## START Provided passage

Pizza, Italy's most beloved export, is at its finest in the sun-drenched land of Naples. Neapolitans are enormously proud and staunchly defend their contribution to the world as the true, original authentic.
No one knows for certain where the first pizza was served. The Greeks, who founded Naples over 2,500 years ago, baked flat bread on hot stones, seasoning it with herbs, tiny fish, grated cheese and lard or olive oil.
Tomatoes did not arrive in Italy until the 16th century. At first, they were believed to be poisonous, so they were only used ornamentally. The first time tomatoes appeared in an Italian kitchen was in the late 1700s when a monk included a recipe for them in his book, The Gallant Cook.
Since then, tomatoes have become synonymous with pizza, and to Neapolitans true pizza consists of white crust, tomatoes seasoned with salt, and fresh mozzarella — preferably made from water- buffalo milk which is tangier and richer than cow's-milk mozzarella. A drizzle of olive oil and a few leaves of fresh basil finish the classic variety preferred by Neapolitans, Pizza Margherita. Pizza Marinara, the second-favorite Neapolitan-style pizza, is prepared simply with tomatoes, dried oregano, a thin slice or two of fresh garlic, a drizzle of olive oil and baked in a flash in an extremely hot wood-burning oven.
To protect the good name of classic pizza, a society was formed 20 years ago in Naples against the blasphemous crusts and infidel toppings that dared (!) to call themselves by the same name — a noble but lost cause which, no doubt, explains why you can find a fairly authentic Neapolitan pizza in the United States (especially in New York where America's first pizzeria is still in operation on Spring Street) but will be hard-pressed to find a barbecue chicken pizza or shrimp and broccoli pizza in Naples.
Pizza's modest ingredients and uncomplicated preparation led to mass production and the franchised mentality that has developed as an insidious dimension of American culture since the 1960s. But pizza's simple elegance became a casualty of low-quality ingredients with long shelf life and predictable, cookie-cutter uniformity. Although convenient, filling and cheap fare — particularly for college students or families where a $10 pie goes a long way — it wasn't until the 1980s when Wolfgang Puck's California restaurant, Spago, popularized "gourmet" pizza that a shift back to hand-tossed doughs with flavorful, quality ingredients became the selling point.

## END Provided passage
## START Stored data

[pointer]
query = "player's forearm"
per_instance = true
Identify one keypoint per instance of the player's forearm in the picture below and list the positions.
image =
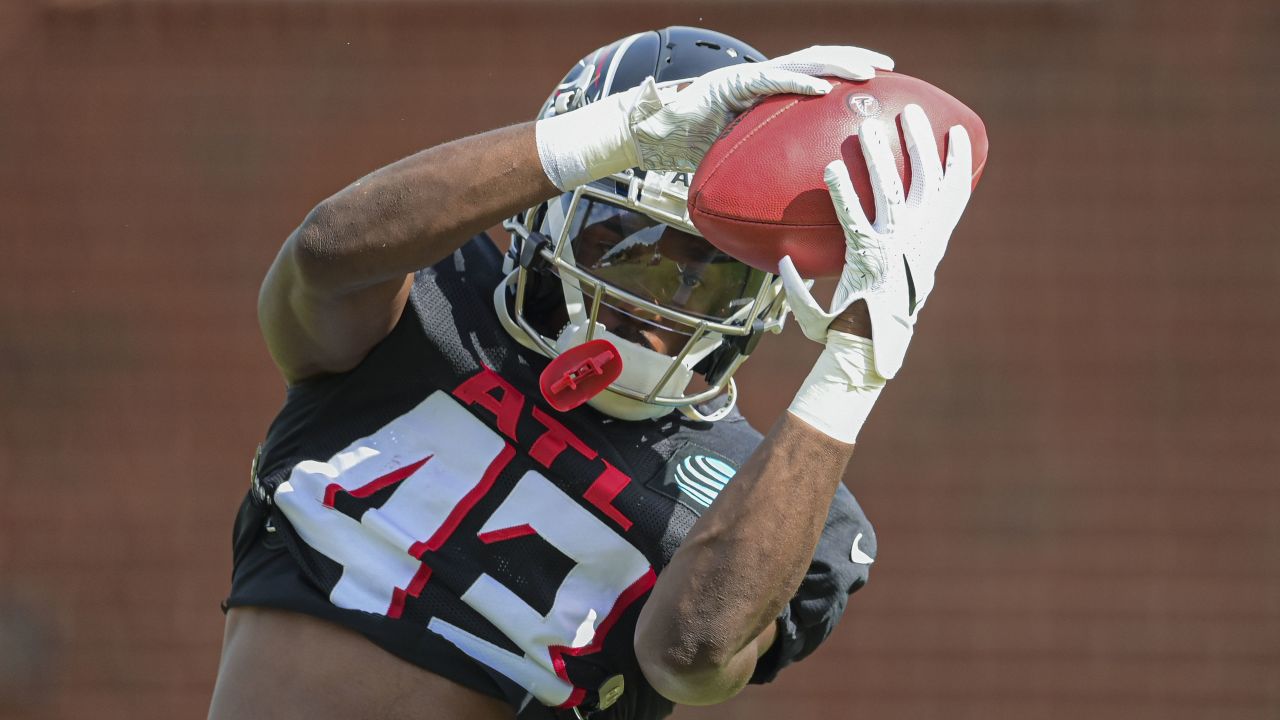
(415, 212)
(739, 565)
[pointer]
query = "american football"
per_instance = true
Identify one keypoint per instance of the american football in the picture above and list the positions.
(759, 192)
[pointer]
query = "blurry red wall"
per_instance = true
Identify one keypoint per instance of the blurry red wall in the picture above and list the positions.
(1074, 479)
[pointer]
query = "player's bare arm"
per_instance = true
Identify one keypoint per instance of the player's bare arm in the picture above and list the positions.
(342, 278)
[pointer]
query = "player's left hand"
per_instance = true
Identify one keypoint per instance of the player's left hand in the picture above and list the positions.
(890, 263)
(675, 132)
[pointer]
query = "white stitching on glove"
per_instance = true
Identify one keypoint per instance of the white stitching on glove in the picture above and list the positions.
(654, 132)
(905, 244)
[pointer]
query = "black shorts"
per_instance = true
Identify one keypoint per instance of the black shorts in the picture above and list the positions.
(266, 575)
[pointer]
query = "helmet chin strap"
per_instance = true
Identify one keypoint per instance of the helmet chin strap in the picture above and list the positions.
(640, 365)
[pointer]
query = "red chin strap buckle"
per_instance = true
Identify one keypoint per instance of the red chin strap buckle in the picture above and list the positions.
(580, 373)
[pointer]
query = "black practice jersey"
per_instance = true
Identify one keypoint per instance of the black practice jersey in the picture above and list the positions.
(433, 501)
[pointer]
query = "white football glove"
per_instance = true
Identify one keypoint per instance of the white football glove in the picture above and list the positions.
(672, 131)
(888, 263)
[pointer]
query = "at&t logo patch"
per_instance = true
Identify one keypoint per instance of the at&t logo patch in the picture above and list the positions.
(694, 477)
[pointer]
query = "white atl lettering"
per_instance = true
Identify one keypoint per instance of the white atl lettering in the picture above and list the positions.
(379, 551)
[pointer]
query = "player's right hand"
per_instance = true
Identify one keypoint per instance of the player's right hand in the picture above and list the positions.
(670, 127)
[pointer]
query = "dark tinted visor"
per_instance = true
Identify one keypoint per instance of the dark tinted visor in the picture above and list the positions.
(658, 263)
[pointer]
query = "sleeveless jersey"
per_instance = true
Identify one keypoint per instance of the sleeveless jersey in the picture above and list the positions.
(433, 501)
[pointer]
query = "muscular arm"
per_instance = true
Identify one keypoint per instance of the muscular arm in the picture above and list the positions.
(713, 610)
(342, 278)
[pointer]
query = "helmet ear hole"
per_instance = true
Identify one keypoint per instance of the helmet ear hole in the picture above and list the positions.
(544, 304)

## END Stored data
## START Stored data

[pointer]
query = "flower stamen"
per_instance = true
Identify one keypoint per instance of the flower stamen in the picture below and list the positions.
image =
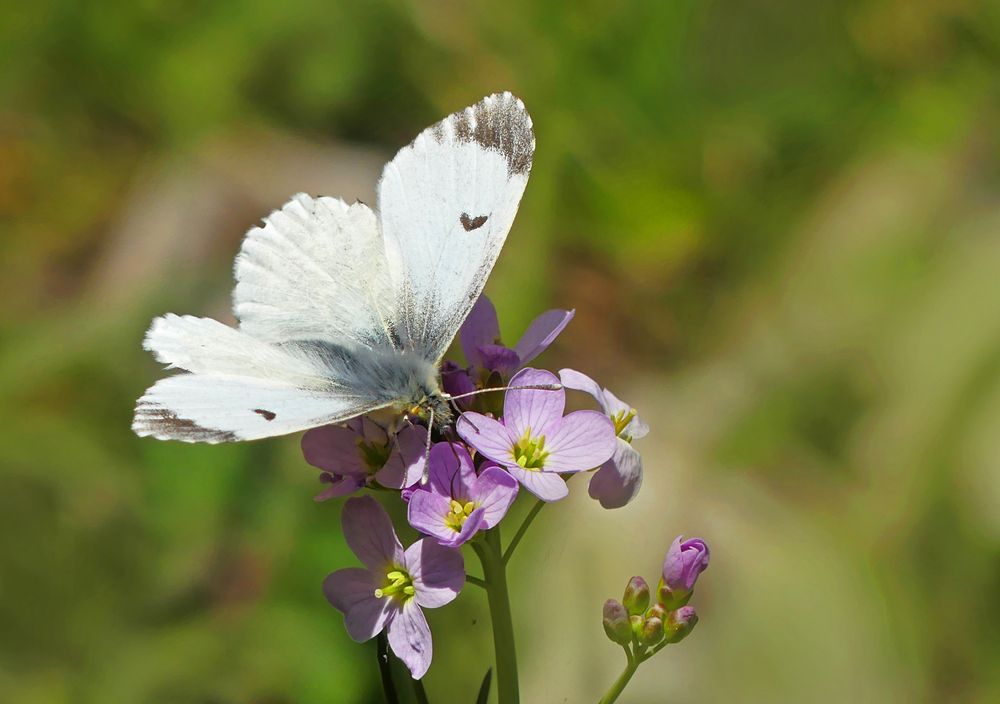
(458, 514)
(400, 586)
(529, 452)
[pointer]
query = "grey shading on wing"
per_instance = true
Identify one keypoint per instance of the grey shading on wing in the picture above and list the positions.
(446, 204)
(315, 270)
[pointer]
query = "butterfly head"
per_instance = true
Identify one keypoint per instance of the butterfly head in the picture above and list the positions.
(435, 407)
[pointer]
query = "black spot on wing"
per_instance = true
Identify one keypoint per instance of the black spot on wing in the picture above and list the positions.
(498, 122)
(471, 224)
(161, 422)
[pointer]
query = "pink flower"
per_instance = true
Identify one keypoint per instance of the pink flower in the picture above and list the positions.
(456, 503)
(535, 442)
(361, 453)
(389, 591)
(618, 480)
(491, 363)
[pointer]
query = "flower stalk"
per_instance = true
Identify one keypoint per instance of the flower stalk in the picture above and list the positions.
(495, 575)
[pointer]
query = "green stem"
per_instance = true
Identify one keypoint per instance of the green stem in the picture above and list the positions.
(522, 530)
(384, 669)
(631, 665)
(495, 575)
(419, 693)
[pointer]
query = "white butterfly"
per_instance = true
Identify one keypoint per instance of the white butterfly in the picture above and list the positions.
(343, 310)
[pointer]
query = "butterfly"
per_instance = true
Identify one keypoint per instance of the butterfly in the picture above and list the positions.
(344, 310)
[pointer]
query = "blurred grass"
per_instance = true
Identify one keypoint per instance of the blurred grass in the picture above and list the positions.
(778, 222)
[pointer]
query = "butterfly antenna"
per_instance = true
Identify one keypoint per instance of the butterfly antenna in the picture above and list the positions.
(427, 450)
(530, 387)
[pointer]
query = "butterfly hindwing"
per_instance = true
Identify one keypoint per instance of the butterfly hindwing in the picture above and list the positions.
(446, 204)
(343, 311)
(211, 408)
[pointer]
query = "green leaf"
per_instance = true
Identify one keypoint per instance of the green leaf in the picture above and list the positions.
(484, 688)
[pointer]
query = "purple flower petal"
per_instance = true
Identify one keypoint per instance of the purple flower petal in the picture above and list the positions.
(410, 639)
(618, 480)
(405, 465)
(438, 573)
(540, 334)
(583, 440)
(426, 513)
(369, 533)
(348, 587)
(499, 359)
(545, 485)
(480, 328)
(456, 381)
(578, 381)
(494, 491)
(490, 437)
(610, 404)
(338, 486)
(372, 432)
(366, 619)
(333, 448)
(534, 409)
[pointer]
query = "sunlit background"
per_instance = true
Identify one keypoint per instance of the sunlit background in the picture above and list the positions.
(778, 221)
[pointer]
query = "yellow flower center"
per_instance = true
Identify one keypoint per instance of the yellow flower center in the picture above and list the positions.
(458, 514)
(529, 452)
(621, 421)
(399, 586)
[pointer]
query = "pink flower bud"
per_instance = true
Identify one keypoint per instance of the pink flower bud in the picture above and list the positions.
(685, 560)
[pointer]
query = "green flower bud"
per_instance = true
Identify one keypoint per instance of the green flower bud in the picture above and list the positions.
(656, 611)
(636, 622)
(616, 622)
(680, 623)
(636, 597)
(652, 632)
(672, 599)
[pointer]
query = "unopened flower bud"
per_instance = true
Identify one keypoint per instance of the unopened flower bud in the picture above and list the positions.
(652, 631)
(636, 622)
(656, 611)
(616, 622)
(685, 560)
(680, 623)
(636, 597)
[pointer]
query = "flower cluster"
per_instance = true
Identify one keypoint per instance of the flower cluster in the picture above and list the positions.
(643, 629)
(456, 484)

## END Stored data

Stated task A: In the pizza passage, how would you translate the sentence "Tomatoes did not arrive in Italy until the 16th century." into Spanish?
Stated task B: Repeat, word for word, the part of the pizza passage that opens with the words containing "Tomatoes did not" and closes with "The Gallant Cook.".
Stated task C: According to the pizza passage, why were tomatoes at first used only ornamentally in Italy? Answer in one to three sentences.

Exercise output A: Los tomates no llegaron a Italia hasta el siglo XVI.

Exercise output B:
Tomatoes did not arrive in Italy until the 16th century. At first, they were believed to be poisonous, so they were only used ornamentally. The first time tomatoes appeared in an Italian kitchen was in the late 1700s when a monk included a recipe for them in his book, The Gallant Cook.

Exercise output C: They were used only ornamentally because people at first believed tomatoes were poisonous.